● What is required
In the passage on irrigation water user societies below, state by how much the societies decided to cut the rabi quota.

The important issue was how to make this summer supplement possible.
Earlier, when the department was in control, it was easier to take
a rabi crop than a summer crop because the department offered some
assurance of water for rabi but none for summer. However, with the
formation of the water user societies, it was up to the farmers
themselves. As we have already seen, the farmers had effected an
extension of the season by a couple of weeks. There was also a provision
in the MoU of carrying over savings in the rabi quota to the summer
season. If the farmers saved sufficient water in the rabi, they
could have that vital supplement in summer for their perennials.
This aspect gave a fresh and qualitatively different impetus to
improving efficiency.
One of the results was the switchover to hourly rates. The other
equally important and simultaneous measure was the rabi `cut'. By
common consent the societies decided to implement a `cut' in the
rabi quota by between 20 and 25% and asked the members to plan accordingly.
Moreover, the prevalent norm of 5 hrs/ha is also probably tight
and those with field crops like wheat find it a scramble to stick
to those norms. Both measures provide a cushion to deal with exigencies
as well; in such situations one would simply forgo the rabi saving.
On the whole this has so far proved to be a line of thinking that
is acceptable to most farmers.
Co-management of surface water and groundwater: charging
and recharging wells!
Besides the hourly rate and the rabi `cut', the most important aspect
of the Ozar societies pertains to the co-management of surface,
that is, canal water and groundwater, that is water from wells.

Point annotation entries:
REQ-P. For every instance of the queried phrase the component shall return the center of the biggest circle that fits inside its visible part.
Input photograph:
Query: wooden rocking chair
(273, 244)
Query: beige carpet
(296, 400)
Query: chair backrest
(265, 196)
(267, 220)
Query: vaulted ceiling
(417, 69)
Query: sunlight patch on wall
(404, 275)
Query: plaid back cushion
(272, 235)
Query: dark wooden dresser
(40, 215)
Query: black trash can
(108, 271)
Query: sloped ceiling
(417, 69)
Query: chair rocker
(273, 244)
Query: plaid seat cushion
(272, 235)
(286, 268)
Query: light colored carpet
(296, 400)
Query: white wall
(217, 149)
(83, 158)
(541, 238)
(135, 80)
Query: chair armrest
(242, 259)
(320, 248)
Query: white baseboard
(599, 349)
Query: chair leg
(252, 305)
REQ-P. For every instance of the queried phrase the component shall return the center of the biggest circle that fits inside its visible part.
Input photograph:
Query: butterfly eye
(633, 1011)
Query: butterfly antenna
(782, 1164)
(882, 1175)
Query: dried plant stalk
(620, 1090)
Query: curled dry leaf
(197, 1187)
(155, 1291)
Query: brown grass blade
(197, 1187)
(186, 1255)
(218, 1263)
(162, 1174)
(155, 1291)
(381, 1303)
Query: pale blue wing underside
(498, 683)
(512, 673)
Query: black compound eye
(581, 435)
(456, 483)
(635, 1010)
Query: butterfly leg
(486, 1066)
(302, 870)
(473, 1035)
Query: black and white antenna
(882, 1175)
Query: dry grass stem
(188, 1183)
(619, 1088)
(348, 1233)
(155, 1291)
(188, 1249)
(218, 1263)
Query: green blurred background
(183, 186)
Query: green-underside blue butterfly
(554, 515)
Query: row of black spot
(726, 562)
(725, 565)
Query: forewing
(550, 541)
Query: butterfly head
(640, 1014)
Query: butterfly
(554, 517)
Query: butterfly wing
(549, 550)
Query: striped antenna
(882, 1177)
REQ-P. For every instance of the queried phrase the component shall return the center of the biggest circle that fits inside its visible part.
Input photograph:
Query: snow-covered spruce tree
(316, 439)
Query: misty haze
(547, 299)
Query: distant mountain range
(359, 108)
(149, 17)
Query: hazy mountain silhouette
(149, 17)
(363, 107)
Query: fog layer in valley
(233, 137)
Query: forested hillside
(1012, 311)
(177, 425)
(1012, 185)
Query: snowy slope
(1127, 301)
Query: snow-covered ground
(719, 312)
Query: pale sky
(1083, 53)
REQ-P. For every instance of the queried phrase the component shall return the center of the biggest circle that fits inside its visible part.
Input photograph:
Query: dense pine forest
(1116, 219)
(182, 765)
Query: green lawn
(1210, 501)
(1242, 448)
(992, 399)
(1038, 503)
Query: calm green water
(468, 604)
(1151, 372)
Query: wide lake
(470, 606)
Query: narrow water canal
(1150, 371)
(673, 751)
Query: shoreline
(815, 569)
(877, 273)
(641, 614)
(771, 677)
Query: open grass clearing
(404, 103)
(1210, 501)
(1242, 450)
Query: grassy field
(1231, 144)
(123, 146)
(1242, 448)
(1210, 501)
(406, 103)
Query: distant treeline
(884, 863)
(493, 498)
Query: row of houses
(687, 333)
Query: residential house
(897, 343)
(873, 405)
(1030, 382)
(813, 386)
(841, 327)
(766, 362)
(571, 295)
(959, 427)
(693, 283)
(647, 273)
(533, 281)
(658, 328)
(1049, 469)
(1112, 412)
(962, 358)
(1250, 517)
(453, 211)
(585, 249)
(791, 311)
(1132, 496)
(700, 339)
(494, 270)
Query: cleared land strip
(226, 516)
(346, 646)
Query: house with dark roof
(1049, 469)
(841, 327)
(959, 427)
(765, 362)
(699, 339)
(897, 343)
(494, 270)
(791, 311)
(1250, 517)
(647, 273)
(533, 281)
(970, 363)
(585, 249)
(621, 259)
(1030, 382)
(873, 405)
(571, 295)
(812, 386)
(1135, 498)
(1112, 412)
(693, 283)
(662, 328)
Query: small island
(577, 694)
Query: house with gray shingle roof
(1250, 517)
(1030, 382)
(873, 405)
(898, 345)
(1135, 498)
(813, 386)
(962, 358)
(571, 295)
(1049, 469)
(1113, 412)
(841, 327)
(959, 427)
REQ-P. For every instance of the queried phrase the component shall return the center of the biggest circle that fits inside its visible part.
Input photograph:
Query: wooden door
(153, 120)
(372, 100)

● Answer to this task
By between 20 and 25%.